• SELECTED PASSAGE:
________________________________________

Members have elected Nadine J. Kaslow, PhD, as APA's 2014 president. Kaslow is a professor, vice chair for faculty development and director of postdoctoral fellowship training at Emory University School of Medicine department of psychiatry and behavioral sciences, and chief psychologist at Grady Health System in Atlanta, Ga.
"I am a combination of ecstatic, thrilled and humbled," says Kaslow. "Being APA president is an achievement that I never really thought would come to be. I am excited about the opportunities to partner with many colleagues and friends on key initiatives that will bring us together and advance psychology."
Kaslow has chosen "uniting psychology for the future" as her presidential theme. "My overarching priority is to bring together diverse constituency groups and individuals to work collaboratively on advancing APA's strategic plan for the good of all psychologists and especially for the people we serve," she says.
More specifically, as a scientist, practitioner, educator and social activist, her initiatives are to:
- Advocate for psychologically informed child- and family-centered health care that is accessible for all.
- Enhance the pipeline for students and early career psychologists (internships, jobs).
- Engage early career scientists and retain mid-career and senior scholars in APA.
Kaslow currently serves on APA's Board of Directors and is an APA fellow. In addition, she has served as past president of three APA divisions: Div. 12 (Society of Clinical Psychology), Div. 29 (Psychotherapy) and Div. 43 (Society for Family Psychology). She has also been president of the American Board of Professional Psychology and American Board of Clinical Psychology. Kaslow is a former chair and board member emeritus of the Association of Psychology Postdoctoral and Internship Centers and former chair of the Council of Chairs of Training Councils. Kaslow has had 20 years of funding from the National Institutes of Health, Centers for Disease Control and Prevention, and Substance Abuse and Mental Health Services Administration. Her research focuses on culturally competent assessment and treatment of suicidal behavior and family violence in African-Americans, with a focus on women, youth depression, family systems medicine, and education and training.

________________________________________

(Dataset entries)
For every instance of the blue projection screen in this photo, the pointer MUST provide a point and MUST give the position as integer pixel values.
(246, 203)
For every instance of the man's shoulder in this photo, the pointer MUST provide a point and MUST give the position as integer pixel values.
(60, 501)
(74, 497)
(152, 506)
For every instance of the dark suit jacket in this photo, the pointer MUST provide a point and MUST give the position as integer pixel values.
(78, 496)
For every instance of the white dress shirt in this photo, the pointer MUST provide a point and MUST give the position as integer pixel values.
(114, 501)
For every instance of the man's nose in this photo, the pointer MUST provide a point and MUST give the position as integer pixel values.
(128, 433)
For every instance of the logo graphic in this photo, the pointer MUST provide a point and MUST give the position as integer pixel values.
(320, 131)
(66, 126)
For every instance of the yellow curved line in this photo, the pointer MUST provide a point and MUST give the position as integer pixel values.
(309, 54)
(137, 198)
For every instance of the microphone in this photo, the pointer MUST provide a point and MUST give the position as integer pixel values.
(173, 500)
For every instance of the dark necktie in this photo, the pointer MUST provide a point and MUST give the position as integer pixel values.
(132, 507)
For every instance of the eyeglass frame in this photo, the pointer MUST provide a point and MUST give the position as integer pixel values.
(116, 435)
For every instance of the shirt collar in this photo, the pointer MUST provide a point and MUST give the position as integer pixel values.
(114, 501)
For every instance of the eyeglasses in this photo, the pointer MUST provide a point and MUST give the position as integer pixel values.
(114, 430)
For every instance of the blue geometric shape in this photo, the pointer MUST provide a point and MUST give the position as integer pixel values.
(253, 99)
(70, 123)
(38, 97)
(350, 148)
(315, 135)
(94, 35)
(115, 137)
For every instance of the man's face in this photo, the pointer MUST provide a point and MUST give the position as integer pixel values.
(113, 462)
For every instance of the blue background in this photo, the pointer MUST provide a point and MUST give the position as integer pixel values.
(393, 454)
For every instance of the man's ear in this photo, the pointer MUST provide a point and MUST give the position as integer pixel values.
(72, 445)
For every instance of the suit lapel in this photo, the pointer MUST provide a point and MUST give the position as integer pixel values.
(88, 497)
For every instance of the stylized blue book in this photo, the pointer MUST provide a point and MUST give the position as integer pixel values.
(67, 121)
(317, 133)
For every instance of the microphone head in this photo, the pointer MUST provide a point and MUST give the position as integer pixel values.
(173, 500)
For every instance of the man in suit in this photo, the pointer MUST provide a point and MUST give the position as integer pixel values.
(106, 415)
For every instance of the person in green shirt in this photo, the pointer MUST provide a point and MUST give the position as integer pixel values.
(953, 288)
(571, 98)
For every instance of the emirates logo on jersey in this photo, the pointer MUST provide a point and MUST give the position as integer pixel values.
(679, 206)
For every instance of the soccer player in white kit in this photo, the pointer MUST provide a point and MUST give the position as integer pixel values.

________________________________________

• REQUIREMENT:
Continue the article on Nadine Kaslow's election as APA president, picking up after its final sentence. The dataset entries have no connection to the article about Nadine Kaslow's election as APA president.

• WRITTEN RESPONSE:
Kaslow is also board-certified in clinical psychology, clinical child and adolescent psychology, and couple and family psychology, and serves as a private practitioner through the Emory Clinic and as the psychologist for the Atlanta Ballet. In addition, Kaslow works at Grady Health System, an inner-city hospital serving economically disadvantaged and primarily minority populations. She learned about policy as a U.S. Department of Health and Human Services Primary Care Public Policy Fellow. She received a Karl F. Heiser Award for Distinguished Contributions in Advocacy in Psychology for her efforts working with members of Congress to include psychology in the Health Care Fairness Act.
Kaslow is the daughter of Florence Kaslow, PhD, who has also been highly active in APA. "Some have said that occupation is a sex-linked gene in the Kaslow family, as my father and brother are both financial planners and my mother and I are both psychologists involved in APA governance. Whether it is genetic or environmental, psychology is in my blood, my heart, my mind, my psyche and my soul. That is why I am honored to be president."
Overall, she says, she hopes her presidency will be "one in which all members of the organization experience more engagement in APA." She welcomes feedback and involvement from all members.